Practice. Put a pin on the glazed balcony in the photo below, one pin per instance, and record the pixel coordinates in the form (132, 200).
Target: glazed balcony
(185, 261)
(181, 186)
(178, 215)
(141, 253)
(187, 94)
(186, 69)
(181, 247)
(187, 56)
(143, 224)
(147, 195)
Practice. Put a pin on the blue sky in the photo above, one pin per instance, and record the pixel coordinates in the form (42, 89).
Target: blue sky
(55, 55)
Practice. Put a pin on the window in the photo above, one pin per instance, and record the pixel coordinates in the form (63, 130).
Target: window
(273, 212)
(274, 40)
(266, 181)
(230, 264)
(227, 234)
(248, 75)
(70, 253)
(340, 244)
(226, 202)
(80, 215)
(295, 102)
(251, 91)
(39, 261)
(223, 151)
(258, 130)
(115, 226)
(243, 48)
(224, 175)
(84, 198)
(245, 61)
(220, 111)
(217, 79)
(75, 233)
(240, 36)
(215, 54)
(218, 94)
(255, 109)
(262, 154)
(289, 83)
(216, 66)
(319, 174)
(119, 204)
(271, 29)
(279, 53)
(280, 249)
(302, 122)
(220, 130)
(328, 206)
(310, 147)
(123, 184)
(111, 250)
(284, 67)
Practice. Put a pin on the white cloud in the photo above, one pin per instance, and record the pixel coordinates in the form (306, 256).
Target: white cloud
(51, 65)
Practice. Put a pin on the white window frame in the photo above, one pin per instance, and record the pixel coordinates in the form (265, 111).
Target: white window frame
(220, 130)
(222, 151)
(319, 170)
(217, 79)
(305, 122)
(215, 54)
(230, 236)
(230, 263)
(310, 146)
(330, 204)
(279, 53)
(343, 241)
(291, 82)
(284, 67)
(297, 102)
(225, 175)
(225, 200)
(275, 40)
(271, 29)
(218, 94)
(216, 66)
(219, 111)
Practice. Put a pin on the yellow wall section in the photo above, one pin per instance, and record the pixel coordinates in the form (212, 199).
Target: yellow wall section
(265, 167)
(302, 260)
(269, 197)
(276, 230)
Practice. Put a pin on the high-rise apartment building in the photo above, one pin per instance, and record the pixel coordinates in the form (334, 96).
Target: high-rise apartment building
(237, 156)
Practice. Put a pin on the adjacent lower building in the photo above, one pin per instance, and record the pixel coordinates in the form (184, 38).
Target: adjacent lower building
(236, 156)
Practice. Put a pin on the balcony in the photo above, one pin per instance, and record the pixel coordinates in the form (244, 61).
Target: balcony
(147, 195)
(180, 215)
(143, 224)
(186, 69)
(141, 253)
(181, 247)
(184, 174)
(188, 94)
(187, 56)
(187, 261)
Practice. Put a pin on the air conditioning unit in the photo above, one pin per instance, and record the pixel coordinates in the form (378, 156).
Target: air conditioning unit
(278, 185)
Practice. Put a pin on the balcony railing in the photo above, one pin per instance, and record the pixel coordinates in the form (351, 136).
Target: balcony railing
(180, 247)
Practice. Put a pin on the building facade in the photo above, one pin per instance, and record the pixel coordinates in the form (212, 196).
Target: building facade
____
What this exercise asks for is an exact copy of all the records.

Practice. Put a pin on the glazed balcony in the photo below, one pin per instance, and record the pixel coordinates in the form (132, 200).
Target: glazed balcony
(185, 261)
(181, 186)
(178, 215)
(141, 253)
(187, 94)
(186, 69)
(181, 247)
(187, 56)
(143, 224)
(147, 195)
Practice. Put a pin on the blue sky in the photo above, one pin per instance, and record the pixel coordinates in the form (42, 89).
Target: blue sky
(55, 55)
Practice. Put a pin on the window in the photo above, one pin per instance, and record the pixel coordinates in the form (63, 130).
Target: window
(273, 212)
(274, 40)
(266, 181)
(230, 264)
(227, 234)
(248, 75)
(70, 253)
(340, 244)
(226, 202)
(80, 215)
(295, 102)
(251, 91)
(39, 261)
(223, 151)
(258, 130)
(115, 226)
(243, 48)
(224, 175)
(84, 198)
(245, 61)
(220, 111)
(217, 79)
(75, 233)
(240, 36)
(215, 54)
(218, 94)
(255, 109)
(262, 154)
(289, 83)
(216, 66)
(319, 174)
(119, 204)
(271, 29)
(279, 53)
(280, 249)
(302, 122)
(220, 130)
(328, 206)
(310, 147)
(123, 184)
(111, 250)
(284, 67)
Practice. Put a pin on the white cloud in the photo above, one pin per instance, and record the pixel coordinates in the form (306, 256).
Target: white cloud
(51, 65)
Practice. Put a pin on the white window frame in the photo above, one pin per instance, and record the pixel coordinates in the form (265, 111).
Target: white window frame
(220, 130)
(222, 151)
(319, 170)
(217, 79)
(305, 122)
(215, 54)
(230, 236)
(230, 263)
(310, 146)
(330, 204)
(279, 53)
(343, 241)
(291, 82)
(284, 67)
(297, 102)
(225, 175)
(225, 200)
(275, 40)
(271, 29)
(218, 94)
(216, 66)
(219, 111)
Practice. Put a pin on the yellow wall section in the photo above, one pin per instance, and record the pixel coordinates in the form (212, 199).
Target: yellow wall section
(265, 167)
(302, 260)
(269, 197)
(276, 230)
Practice. Put a pin on the high-rise apartment building in the photo above, one pin per instance, and record the pixel coordinates in the form (334, 96).
Target: high-rise apartment building
(237, 156)
Practice. Put a pin on the adjacent lower building in the photo above, one pin per instance, and record the pixel coordinates in the form (184, 38).
Target: adjacent lower building
(236, 156)
Practice. Put a pin on the balcony in the photo above, one pin per instance, and record the pixel coordinates in the form (244, 61).
Target: balcony
(147, 195)
(180, 215)
(143, 224)
(186, 69)
(141, 253)
(181, 247)
(184, 174)
(188, 94)
(187, 56)
(187, 261)
Practice. Put a pin on the air conditioning unit in the photo above, one pin per instance, and record the pixel coordinates in the form (378, 156).
Target: air conditioning unit
(278, 185)
Practice. Put a pin on the balcony railing in the photo above, one pin per instance, and record the pixel coordinates in the form (351, 136).
Target: balcony railing
(180, 247)
Practice. Put a pin on the building facade in the photo above, one pin per instance, and record the pixel coordinates in the form (212, 196).
Target: building facade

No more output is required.